— Required work —
Those lines of the records that contain "black" are to be located and copied.

— Record excerpts —
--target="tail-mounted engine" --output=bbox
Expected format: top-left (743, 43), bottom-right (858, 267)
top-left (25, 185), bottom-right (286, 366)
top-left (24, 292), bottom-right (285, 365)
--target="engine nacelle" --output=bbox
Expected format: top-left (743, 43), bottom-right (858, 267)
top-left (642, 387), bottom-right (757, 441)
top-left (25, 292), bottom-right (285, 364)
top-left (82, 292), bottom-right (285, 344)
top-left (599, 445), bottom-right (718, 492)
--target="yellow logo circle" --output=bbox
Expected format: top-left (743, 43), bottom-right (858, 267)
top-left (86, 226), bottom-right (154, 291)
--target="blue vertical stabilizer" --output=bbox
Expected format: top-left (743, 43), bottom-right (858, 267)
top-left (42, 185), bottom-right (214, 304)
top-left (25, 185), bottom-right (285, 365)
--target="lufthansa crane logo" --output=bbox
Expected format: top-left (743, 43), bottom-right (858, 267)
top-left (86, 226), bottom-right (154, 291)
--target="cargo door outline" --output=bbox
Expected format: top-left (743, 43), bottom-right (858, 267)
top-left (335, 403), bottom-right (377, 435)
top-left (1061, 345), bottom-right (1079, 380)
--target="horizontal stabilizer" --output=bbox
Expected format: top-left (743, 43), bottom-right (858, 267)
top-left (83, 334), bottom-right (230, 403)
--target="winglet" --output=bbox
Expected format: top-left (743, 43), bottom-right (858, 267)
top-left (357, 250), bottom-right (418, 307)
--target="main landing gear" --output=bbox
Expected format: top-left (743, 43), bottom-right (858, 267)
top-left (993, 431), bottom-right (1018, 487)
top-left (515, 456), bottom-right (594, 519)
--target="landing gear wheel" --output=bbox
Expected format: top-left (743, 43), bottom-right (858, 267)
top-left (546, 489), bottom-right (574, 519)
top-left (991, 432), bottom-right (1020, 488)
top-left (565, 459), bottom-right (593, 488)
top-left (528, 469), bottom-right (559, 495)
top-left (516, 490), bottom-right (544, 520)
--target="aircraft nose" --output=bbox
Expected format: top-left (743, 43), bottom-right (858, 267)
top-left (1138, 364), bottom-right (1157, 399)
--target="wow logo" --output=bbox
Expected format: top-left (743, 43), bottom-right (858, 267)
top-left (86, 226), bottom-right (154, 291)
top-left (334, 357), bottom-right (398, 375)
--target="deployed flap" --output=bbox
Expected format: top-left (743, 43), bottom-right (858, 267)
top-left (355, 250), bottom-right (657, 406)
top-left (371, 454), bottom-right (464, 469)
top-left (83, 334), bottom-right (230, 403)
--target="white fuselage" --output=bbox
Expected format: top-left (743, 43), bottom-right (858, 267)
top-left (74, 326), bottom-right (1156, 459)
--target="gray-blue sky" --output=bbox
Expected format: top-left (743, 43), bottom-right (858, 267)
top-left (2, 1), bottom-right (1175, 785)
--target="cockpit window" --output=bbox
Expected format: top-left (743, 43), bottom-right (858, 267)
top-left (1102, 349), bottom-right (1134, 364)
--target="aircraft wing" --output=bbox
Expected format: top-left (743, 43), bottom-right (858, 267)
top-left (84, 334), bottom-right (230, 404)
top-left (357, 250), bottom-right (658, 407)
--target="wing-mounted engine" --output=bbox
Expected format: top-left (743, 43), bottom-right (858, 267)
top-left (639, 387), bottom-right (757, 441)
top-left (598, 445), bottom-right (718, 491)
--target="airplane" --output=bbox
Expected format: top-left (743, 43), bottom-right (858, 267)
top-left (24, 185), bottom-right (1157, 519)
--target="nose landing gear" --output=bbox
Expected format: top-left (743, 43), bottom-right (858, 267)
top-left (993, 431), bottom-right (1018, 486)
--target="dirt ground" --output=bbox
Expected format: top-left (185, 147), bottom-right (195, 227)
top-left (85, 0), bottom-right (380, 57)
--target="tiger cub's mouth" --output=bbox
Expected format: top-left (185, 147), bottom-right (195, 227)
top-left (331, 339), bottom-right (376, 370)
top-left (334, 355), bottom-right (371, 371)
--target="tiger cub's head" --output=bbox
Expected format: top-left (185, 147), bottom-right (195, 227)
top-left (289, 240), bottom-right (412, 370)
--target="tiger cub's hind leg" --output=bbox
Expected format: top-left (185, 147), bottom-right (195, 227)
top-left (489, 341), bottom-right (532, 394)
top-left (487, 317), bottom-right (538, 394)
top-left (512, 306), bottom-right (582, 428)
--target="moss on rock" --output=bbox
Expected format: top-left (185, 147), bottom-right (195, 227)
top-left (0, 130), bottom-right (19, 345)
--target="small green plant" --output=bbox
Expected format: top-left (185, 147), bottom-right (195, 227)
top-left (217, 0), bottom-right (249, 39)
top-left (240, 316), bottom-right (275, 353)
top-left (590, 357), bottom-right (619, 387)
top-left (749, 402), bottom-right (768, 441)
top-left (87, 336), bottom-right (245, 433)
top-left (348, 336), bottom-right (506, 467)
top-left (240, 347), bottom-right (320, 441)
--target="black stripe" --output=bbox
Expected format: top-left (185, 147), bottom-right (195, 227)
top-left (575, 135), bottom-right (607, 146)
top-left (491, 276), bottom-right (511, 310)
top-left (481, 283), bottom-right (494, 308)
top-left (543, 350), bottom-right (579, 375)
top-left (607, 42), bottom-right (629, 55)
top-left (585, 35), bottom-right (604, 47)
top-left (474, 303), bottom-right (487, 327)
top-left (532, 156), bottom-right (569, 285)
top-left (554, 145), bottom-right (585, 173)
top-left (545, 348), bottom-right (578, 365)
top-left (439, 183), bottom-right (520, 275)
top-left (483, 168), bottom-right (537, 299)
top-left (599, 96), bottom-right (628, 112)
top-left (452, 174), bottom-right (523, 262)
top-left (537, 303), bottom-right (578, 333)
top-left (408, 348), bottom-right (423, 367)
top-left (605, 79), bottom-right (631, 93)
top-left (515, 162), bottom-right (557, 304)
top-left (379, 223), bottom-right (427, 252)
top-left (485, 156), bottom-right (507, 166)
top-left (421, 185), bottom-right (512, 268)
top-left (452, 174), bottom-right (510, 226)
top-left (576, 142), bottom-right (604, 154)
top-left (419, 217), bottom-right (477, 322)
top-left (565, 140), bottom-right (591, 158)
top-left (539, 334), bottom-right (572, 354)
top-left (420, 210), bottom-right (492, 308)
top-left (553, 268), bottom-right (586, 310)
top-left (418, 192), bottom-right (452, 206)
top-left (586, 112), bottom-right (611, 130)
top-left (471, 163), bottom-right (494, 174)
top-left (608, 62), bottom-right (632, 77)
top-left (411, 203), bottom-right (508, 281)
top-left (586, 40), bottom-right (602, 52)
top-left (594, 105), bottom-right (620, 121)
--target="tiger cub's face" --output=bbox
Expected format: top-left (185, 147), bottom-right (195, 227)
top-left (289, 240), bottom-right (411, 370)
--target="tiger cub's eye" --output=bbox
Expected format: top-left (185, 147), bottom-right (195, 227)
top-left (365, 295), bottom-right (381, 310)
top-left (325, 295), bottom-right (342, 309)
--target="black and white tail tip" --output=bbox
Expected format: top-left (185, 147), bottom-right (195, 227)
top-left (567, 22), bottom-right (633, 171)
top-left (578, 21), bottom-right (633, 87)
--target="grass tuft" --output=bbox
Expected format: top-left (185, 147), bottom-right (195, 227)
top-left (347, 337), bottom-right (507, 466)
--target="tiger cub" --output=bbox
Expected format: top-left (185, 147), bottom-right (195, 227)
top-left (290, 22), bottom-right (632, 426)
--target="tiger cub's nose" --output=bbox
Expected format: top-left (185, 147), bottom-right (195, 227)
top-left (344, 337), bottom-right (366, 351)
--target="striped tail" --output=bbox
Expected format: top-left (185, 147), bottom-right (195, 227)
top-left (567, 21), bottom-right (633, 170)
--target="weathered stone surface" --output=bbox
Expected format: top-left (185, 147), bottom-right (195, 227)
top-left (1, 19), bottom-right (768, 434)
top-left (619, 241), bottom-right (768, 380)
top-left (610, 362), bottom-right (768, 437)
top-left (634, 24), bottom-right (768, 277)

— Response below —
--target="black stripe" --output=bbox
--target="black and white tail tip" --output=bbox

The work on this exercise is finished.